Dataset records
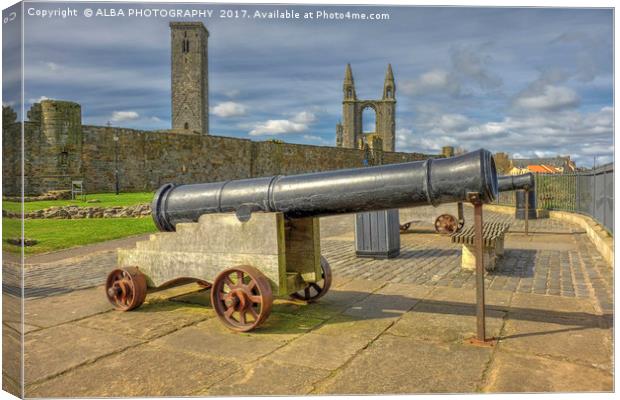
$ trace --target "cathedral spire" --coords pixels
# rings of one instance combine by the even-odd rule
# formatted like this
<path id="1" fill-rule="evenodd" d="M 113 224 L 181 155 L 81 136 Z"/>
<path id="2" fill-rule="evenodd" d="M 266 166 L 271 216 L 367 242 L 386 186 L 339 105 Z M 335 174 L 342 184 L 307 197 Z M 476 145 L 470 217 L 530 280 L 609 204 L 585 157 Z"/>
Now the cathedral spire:
<path id="1" fill-rule="evenodd" d="M 347 64 L 347 68 L 344 72 L 344 82 L 342 84 L 342 91 L 344 92 L 345 100 L 355 100 L 355 82 L 353 81 L 353 72 L 351 71 L 351 64 Z"/>
<path id="2" fill-rule="evenodd" d="M 396 84 L 394 83 L 394 73 L 392 72 L 392 64 L 388 64 L 385 72 L 385 82 L 383 83 L 383 99 L 394 100 L 396 96 Z"/>

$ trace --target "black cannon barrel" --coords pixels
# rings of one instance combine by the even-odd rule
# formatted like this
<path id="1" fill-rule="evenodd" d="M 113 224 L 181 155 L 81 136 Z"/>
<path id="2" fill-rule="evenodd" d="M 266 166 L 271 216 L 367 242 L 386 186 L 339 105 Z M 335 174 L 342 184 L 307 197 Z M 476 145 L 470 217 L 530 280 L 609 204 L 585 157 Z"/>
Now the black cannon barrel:
<path id="1" fill-rule="evenodd" d="M 202 214 L 280 211 L 288 218 L 326 216 L 497 196 L 491 153 L 402 164 L 191 185 L 166 184 L 152 202 L 155 225 L 173 231 Z"/>
<path id="2" fill-rule="evenodd" d="M 534 189 L 536 180 L 534 174 L 528 172 L 521 175 L 504 175 L 497 177 L 497 190 L 500 192 L 509 192 L 511 190 Z"/>

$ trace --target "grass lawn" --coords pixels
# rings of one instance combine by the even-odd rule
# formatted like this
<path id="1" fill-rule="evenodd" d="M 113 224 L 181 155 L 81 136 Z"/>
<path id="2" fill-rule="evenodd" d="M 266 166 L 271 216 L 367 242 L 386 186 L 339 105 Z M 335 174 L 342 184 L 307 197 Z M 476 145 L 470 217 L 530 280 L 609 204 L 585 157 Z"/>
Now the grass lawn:
<path id="1" fill-rule="evenodd" d="M 69 206 L 75 205 L 78 207 L 114 207 L 114 206 L 132 206 L 136 204 L 150 203 L 153 199 L 153 192 L 138 192 L 138 193 L 121 193 L 116 195 L 114 193 L 98 193 L 87 194 L 86 200 L 97 199 L 99 203 L 87 203 L 82 200 L 45 200 L 45 201 L 30 201 L 24 203 L 24 209 L 28 211 L 42 210 L 44 208 L 54 206 Z M 7 211 L 19 212 L 20 203 L 14 201 L 2 201 L 2 208 Z"/>
<path id="2" fill-rule="evenodd" d="M 156 232 L 150 217 L 144 218 L 85 218 L 85 219 L 31 219 L 25 220 L 27 239 L 39 241 L 24 248 L 26 254 L 83 246 L 85 244 L 119 239 L 126 236 Z M 19 237 L 20 220 L 2 218 L 2 249 L 17 253 L 19 246 L 10 245 L 7 238 Z"/>

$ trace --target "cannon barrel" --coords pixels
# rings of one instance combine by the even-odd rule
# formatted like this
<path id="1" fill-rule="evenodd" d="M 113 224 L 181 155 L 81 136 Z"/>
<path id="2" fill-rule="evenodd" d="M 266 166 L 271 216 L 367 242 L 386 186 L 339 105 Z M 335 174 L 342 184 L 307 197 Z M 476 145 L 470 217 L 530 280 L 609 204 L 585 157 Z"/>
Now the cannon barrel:
<path id="1" fill-rule="evenodd" d="M 511 190 L 532 190 L 536 186 L 534 174 L 528 172 L 522 175 L 504 175 L 497 177 L 497 190 L 509 192 Z"/>
<path id="2" fill-rule="evenodd" d="M 202 214 L 279 211 L 287 218 L 326 216 L 467 201 L 497 196 L 491 153 L 480 149 L 458 157 L 301 175 L 188 185 L 166 184 L 152 202 L 155 225 L 174 231 Z"/>

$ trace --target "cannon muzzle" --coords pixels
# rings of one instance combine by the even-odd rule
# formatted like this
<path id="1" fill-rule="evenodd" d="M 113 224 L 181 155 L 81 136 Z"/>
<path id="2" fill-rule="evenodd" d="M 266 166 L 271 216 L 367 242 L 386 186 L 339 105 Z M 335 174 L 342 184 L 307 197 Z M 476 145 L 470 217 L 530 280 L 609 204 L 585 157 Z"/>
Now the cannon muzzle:
<path id="1" fill-rule="evenodd" d="M 534 174 L 528 172 L 522 175 L 504 175 L 497 178 L 497 189 L 500 192 L 511 190 L 533 190 L 536 187 Z"/>
<path id="2" fill-rule="evenodd" d="M 155 193 L 152 215 L 161 231 L 196 222 L 202 214 L 282 212 L 303 218 L 468 201 L 497 196 L 491 153 L 402 164 L 271 176 L 191 185 L 166 184 Z"/>

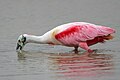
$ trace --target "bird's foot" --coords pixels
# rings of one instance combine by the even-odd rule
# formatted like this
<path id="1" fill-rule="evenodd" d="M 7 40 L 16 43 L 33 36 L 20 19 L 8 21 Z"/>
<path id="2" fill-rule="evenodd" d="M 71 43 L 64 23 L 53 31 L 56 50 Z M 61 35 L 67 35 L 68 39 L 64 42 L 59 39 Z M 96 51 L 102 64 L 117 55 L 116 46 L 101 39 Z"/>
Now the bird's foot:
<path id="1" fill-rule="evenodd" d="M 74 49 L 74 50 L 72 50 L 72 51 L 70 51 L 70 52 L 75 53 L 75 54 L 78 54 L 78 53 L 79 53 L 79 51 L 76 50 L 76 49 Z"/>
<path id="2" fill-rule="evenodd" d="M 73 51 L 74 51 L 74 53 L 75 53 L 75 54 L 78 54 L 78 53 L 79 53 L 79 51 L 78 51 L 78 50 L 73 50 Z"/>
<path id="3" fill-rule="evenodd" d="M 88 52 L 92 53 L 92 54 L 95 54 L 97 52 L 97 49 L 95 49 L 95 50 L 88 49 Z"/>

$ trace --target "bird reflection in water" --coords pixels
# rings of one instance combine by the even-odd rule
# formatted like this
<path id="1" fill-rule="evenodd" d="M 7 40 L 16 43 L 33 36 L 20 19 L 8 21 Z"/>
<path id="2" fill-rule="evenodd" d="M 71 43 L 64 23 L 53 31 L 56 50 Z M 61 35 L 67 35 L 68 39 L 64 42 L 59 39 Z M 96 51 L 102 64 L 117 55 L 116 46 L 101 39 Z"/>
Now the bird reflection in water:
<path id="1" fill-rule="evenodd" d="M 29 55 L 30 54 L 30 55 Z M 113 55 L 88 52 L 73 53 L 18 53 L 18 60 L 37 57 L 48 61 L 50 72 L 58 77 L 97 77 L 113 74 Z M 44 58 L 43 58 L 44 57 Z M 38 59 L 38 60 L 39 60 Z M 41 66 L 41 64 L 40 64 Z"/>
<path id="2" fill-rule="evenodd" d="M 61 77 L 95 77 L 112 74 L 111 54 L 59 54 L 51 59 Z M 53 69 L 54 70 L 54 69 Z"/>

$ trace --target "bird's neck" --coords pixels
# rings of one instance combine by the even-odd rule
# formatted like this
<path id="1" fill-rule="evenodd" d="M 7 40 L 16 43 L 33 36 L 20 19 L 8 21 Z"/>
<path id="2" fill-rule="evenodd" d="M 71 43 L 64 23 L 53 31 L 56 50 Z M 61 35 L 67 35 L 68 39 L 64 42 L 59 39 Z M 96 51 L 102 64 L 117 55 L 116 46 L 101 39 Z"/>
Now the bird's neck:
<path id="1" fill-rule="evenodd" d="M 46 44 L 47 43 L 43 36 L 35 36 L 35 35 L 25 34 L 25 37 L 27 39 L 26 40 L 27 43 L 39 43 L 39 44 Z"/>

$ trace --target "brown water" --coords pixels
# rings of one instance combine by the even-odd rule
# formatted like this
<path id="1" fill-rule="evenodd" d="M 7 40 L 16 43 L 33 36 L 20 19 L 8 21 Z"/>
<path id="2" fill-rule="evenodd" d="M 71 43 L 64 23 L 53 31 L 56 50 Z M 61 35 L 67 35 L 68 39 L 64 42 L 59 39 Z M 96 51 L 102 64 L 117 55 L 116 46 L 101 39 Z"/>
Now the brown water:
<path id="1" fill-rule="evenodd" d="M 0 80 L 119 80 L 119 0 L 0 0 Z M 15 51 L 20 34 L 42 35 L 57 25 L 86 21 L 116 29 L 114 40 L 73 48 L 27 44 Z"/>

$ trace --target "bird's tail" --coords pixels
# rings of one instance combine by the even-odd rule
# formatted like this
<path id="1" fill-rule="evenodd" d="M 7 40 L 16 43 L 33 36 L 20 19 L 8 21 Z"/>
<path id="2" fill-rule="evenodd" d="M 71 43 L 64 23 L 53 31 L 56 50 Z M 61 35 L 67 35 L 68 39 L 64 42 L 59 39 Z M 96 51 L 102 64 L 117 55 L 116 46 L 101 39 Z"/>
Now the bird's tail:
<path id="1" fill-rule="evenodd" d="M 105 40 L 111 40 L 111 39 L 113 39 L 114 38 L 114 36 L 112 35 L 112 34 L 109 34 L 109 35 L 107 35 L 107 36 L 104 36 L 104 39 Z"/>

### PROBLEM STATEMENT:
Output only the lines from the one holding "Now the brown" through the last line above, exactly as they appear.

### TASK OUTPUT:
Now the brown water:
<path id="1" fill-rule="evenodd" d="M 0 80 L 119 80 L 119 0 L 0 0 Z M 15 51 L 20 34 L 42 35 L 57 25 L 86 21 L 116 29 L 114 40 L 73 48 L 27 44 Z"/>

$ trace --target "bird's tail" --coords pixels
# rings of one instance combine by the even-odd rule
# formatted like this
<path id="1" fill-rule="evenodd" d="M 7 40 L 16 43 L 33 36 L 20 19 L 8 21 Z"/>
<path id="2" fill-rule="evenodd" d="M 71 43 L 64 23 L 53 31 L 56 50 Z M 61 35 L 67 35 L 68 39 L 64 42 L 59 39 Z M 96 51 L 102 64 L 117 55 L 116 46 L 101 39 Z"/>
Now the bird's tail:
<path id="1" fill-rule="evenodd" d="M 105 40 L 111 40 L 111 39 L 113 39 L 114 38 L 114 36 L 112 35 L 112 34 L 109 34 L 109 35 L 107 35 L 107 36 L 104 36 L 104 39 Z"/>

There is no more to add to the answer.